WHAT THE TASK REQUIRES: Locate the line that contains "Query: pink jacket". Print it and each following line through the end of the listing, verbatim, and nothing more.

DATA IN THIS EXERCISE:
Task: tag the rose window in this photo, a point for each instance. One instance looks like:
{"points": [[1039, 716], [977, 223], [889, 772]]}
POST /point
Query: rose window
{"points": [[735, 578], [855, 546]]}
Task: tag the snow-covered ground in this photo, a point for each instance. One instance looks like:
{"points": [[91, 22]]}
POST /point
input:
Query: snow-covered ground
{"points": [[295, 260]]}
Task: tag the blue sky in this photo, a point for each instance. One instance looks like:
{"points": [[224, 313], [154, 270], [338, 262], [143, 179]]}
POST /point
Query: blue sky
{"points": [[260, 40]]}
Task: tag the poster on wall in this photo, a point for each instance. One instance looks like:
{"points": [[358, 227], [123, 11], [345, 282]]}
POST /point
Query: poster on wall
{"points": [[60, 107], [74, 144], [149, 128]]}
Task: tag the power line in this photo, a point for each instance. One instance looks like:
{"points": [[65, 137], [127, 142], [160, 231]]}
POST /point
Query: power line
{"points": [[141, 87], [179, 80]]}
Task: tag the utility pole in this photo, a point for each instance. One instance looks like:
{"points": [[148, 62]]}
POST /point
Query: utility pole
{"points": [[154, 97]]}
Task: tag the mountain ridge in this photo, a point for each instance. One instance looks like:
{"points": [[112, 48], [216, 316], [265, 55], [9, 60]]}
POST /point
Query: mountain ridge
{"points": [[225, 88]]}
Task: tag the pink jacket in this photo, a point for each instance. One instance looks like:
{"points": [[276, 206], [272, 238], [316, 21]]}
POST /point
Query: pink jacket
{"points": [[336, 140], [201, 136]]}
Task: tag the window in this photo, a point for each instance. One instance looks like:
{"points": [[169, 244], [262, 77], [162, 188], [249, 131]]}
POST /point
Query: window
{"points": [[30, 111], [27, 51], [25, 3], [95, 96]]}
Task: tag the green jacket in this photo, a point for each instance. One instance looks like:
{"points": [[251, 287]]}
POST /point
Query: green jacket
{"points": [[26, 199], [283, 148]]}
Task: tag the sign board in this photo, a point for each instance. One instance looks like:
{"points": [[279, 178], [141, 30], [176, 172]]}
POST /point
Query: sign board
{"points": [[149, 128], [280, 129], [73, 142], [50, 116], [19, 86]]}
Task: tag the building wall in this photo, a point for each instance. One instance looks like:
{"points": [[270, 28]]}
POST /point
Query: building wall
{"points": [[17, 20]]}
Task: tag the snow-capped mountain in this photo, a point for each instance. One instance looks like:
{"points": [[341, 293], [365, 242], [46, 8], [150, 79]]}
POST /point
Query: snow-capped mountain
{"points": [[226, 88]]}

YOUR RESPONSE:
Query: pink jacket
{"points": [[336, 140], [201, 136]]}
Task: tag the window in this photo, a point for each instance. One instance looks like:
{"points": [[169, 244], [262, 77], [162, 188], [249, 131]]}
POST /point
Query: window
{"points": [[30, 111], [27, 51], [25, 3], [95, 96]]}
Task: tag the green jacket in this photo, a point for each instance. One instance looks like:
{"points": [[251, 287]]}
POST /point
Query: green jacket
{"points": [[26, 199], [283, 148]]}
Task: tag the sign board in this photo, a point for each instance. One instance looks like:
{"points": [[279, 178], [141, 30], [176, 172]]}
POST /point
Query: sign board
{"points": [[149, 128], [280, 129], [73, 142], [50, 116], [19, 86]]}
Task: tag the building wall in this photo, a point for each instance. One instance looks like:
{"points": [[270, 28]]}
POST /point
Query: building wall
{"points": [[17, 20]]}
Task: tag the snow-capped mountain in this photo, a point for each instance. One instance looks like:
{"points": [[341, 293], [365, 242], [46, 8], [150, 79]]}
POST /point
Query: snow-capped mountain
{"points": [[226, 88]]}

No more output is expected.